Tarefa 1 >>
Responda a estas perguntas com base no texto sobre a detenção de Anderson:
(a) Segundo a polícia, quanto tempo durou aproximadamente o intervalo em que Anderson tentou "fugir"?
(b) Que motivos deu Anderson ao afastar-se do polícia?
(c) Durante quanto tempo o polícia pressionou o joelho contra o pescoço de George Floyd?
Tarefa 2 >> Prossiga o texto sobre a detenção de Anderson a partir da última frase apresentada.

Excerto do texto >>
Depois, o vídeo é cortado e no ecrã lê-se a garantia, já escrita pela polícia, de que nesse intervalo de tempo — aproximadamente sete minutos — Anderson tentou “fugir”. Corta para uma imagem de Anderson a afastar-se, dizendo que precisa de beber água e que quer estar num sítio com visibilidade, de mãos no ar, enquanto o polícia lhe pede que continue parado, começando depois a correr na rua e sendo perseguido por um agente, que acaba por conseguir pará-lo e ordenar que se deite de barriga para baixo.

É então que mais dois agentes chegam e começam a obrigar Anderson a cumprir a ordem, imobilizando-o no chão e dizendo-lhe para “relaxar” enquanto se ouve o homem a pedir ajuda e a gritar que estão a tentar matá-lo: “Por favor não façam isto”. A certa altura, e perante as ameaças dos polícias de usarem tasers, compara mesmo a situação à de George Floyd, o homem afro-americano que também morreu depois de ter sido detido por um polícia que pressionou o seu joelho contra o pescoço de Floyd, impedindo-o de respirar, durante nove minutos.

Um dos polícias que assistiu à morte de George Floyd declarou-se culpado

No caso de Anderson, a polícia atinge-o várias vezes com um taser enquanto o homem ainda diz não estar a “resistir”, acabando por ser algemado.

Linhas fornecidas >>
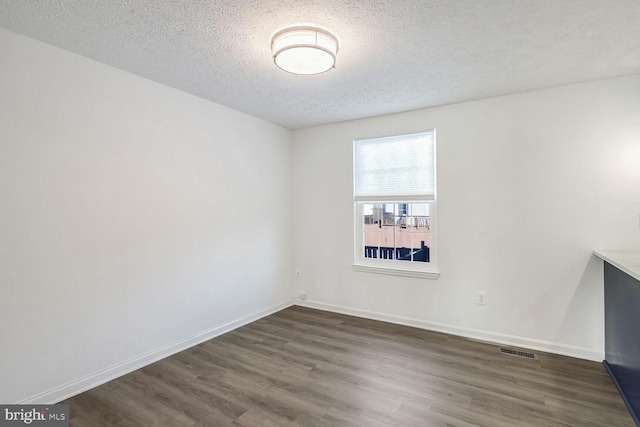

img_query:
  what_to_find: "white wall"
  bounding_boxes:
[0,30,293,403]
[294,75,640,360]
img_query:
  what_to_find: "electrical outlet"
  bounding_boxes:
[476,291,487,305]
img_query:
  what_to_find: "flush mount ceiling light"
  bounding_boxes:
[271,27,338,74]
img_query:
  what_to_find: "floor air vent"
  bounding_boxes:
[500,347,538,360]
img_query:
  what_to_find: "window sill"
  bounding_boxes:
[352,264,440,280]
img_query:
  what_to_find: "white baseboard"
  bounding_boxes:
[295,300,604,362]
[18,300,294,405]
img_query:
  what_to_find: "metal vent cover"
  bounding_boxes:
[500,347,538,360]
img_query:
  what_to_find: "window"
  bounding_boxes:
[353,131,438,278]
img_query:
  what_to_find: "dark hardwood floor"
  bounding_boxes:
[61,307,634,427]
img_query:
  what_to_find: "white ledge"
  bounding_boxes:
[352,264,440,280]
[593,250,640,280]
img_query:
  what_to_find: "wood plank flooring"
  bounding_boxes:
[61,307,634,427]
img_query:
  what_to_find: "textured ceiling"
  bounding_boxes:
[0,0,640,129]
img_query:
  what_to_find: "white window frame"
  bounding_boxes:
[352,129,440,279]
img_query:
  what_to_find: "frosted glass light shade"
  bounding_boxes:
[271,27,338,74]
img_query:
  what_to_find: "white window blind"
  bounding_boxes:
[354,131,435,201]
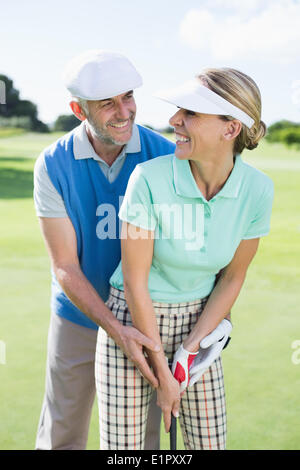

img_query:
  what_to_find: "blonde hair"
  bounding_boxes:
[198,67,267,155]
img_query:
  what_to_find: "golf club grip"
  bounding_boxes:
[170,414,177,450]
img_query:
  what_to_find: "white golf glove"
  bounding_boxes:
[172,345,198,392]
[188,319,232,387]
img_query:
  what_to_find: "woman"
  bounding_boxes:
[96,68,273,449]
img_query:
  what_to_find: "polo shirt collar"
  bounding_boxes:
[173,155,243,202]
[73,121,141,161]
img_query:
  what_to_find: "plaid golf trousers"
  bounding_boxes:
[95,287,226,450]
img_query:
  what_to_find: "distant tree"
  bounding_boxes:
[54,114,80,132]
[0,75,49,132]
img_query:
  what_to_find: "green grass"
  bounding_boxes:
[0,133,300,450]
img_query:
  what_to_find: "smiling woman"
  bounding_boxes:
[96,64,273,450]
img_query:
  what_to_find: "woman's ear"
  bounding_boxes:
[223,119,242,141]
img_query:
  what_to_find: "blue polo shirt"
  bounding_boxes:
[110,154,274,303]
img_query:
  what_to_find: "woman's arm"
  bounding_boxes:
[121,222,180,431]
[183,238,259,352]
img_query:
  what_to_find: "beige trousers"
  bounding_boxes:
[35,314,161,450]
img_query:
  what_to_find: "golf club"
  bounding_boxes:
[168,360,177,450]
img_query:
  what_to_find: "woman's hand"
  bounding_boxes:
[157,371,180,432]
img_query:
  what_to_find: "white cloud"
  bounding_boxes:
[180,0,300,63]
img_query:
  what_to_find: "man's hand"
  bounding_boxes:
[172,345,198,392]
[188,319,232,387]
[113,326,160,388]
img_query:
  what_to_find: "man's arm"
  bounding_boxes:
[39,217,159,387]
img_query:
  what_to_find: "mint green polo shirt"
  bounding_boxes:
[110,155,274,303]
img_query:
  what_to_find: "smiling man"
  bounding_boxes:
[34,50,175,450]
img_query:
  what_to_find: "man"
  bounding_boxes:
[34,50,175,449]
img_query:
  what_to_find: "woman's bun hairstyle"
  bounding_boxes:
[198,67,267,155]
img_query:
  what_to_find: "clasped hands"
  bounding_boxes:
[157,319,232,432]
[172,319,232,393]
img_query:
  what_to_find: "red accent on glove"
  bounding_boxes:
[174,354,196,383]
[174,362,185,384]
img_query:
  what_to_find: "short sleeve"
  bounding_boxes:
[119,165,157,230]
[243,179,274,240]
[33,154,68,217]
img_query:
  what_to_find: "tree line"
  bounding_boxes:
[0,74,300,146]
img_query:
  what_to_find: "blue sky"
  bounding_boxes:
[0,0,300,127]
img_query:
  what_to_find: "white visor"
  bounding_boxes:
[154,79,254,129]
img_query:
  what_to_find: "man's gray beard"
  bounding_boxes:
[87,116,132,145]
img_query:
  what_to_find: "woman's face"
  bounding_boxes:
[169,108,227,160]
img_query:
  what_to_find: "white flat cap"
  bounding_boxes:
[63,49,143,100]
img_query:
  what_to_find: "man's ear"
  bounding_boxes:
[223,119,242,141]
[70,101,86,121]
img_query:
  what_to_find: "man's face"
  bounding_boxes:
[87,91,136,145]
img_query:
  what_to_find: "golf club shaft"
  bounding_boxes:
[168,360,177,450]
[170,414,177,450]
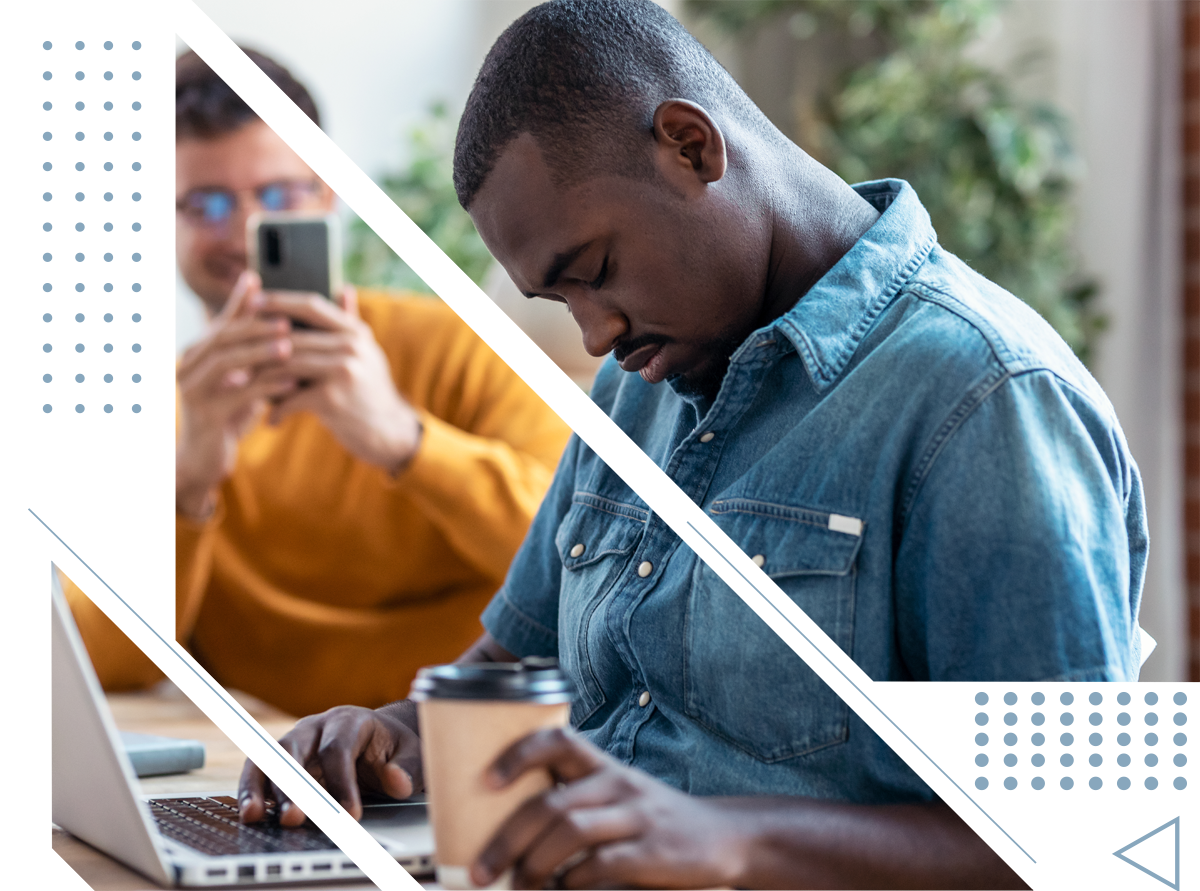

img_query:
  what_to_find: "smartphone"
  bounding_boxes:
[246,211,342,300]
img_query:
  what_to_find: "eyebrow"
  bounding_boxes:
[522,241,593,297]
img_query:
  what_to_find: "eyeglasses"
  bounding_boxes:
[175,180,320,228]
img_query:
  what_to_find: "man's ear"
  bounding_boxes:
[654,98,728,184]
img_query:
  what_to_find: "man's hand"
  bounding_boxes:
[238,702,424,826]
[470,730,1027,891]
[260,287,421,473]
[470,730,745,891]
[175,273,295,520]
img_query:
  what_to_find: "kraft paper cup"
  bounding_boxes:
[412,659,571,891]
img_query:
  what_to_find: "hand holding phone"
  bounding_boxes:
[246,211,342,300]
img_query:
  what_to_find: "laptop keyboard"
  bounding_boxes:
[149,795,337,856]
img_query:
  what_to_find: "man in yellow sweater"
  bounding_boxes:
[66,52,570,714]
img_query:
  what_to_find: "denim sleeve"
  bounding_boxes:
[894,372,1146,681]
[480,435,581,658]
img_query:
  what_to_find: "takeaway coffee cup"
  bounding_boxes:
[412,659,571,891]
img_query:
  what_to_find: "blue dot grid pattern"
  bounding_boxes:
[959,683,1195,795]
[35,34,150,419]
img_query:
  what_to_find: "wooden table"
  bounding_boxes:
[50,681,438,891]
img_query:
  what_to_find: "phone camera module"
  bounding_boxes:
[264,227,283,267]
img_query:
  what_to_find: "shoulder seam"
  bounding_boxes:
[900,365,1013,530]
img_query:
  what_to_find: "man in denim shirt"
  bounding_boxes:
[242,0,1147,891]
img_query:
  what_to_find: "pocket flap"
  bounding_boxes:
[710,498,865,579]
[554,492,650,569]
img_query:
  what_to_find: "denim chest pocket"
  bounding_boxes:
[554,492,649,726]
[684,498,863,761]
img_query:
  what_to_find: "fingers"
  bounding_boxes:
[258,291,358,331]
[484,728,605,789]
[238,758,270,823]
[178,337,292,396]
[472,744,619,887]
[501,807,642,890]
[314,708,372,820]
[214,269,263,322]
[175,316,290,379]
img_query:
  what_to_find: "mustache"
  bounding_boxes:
[612,334,671,361]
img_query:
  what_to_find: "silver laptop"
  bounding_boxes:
[50,568,433,885]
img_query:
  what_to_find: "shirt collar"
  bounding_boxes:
[767,179,936,390]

Resposta 1 >>
(a) Cerca de sete minutos.
(b) Disse que precisava de beber água e que queria estar num sítio com visibilidade.
(c) Durante nove minutos.

Resposta 2 >>
Segundo o comunicado da polícia, Anderson terá recebido ajuda médica no local, antes de ter sido transportado para um hospital próximo. “No hospital, entrou em paragem cardíaca e foi declarado morto”, pode ler-se no mesmo texto. Terá morrido cerca de quatro horas e meia depois de atingido pelo taser.

A polícia acrescenta ainda que análises preliminares ao sangue de Anderson revelam que teria cocaína e canábis no sangue, no momento em que foi confrontado pela polícia — sendo que ativistas ligados ao movimento Black Lives Matter já vieram questionar a decisão de divulgar esta informação. E garante que a divulgação dos vídeos é uma resposta “transparente” aos pedidos feitos pela família e ao público em geral, enquanto investiga o uso da força neste caso.

A família já reagiu, culpando os agentes envolvidos e garantindo que Anderson foi “morto pela polícia de Los Angeles”. A co-fundadora do movimento Black Lives Matter Patrice Cullors recorreu ao Instagram para mostrar a sua indignação, prometendo “lutar” por Keenan e “por todos os nossos queridos que sofrem o impacto da violência estatal”.

“Keenan merecia estar vivo, o filho dele merecia ser criado pelo pai”, acrescentou.

Ao The Guardian, Cullors disse ainda que o primo estava visivelmente “a temer pela vida”, tendo passado os últimos dez anos “a ser testemunha de um movimento que desafia as mortes de pessoas negras”. “Ele sabia o que estava em jogo e tentou proteger-se. Ninguém esteve disposto a protegê-lo”.

Melina Abdullah, cofundadora do Black Lives Matter Los Angeles citada pela CNN, reagiu acusando a polícia de usar a força de forma desproporcional: “Sabemos que um pequeno acidente de trânsito não deveria resultar na morte de ninguém, muito menos na morte deste homem negro, que estava claramente desarmado e não estava a fazer nada de errado”.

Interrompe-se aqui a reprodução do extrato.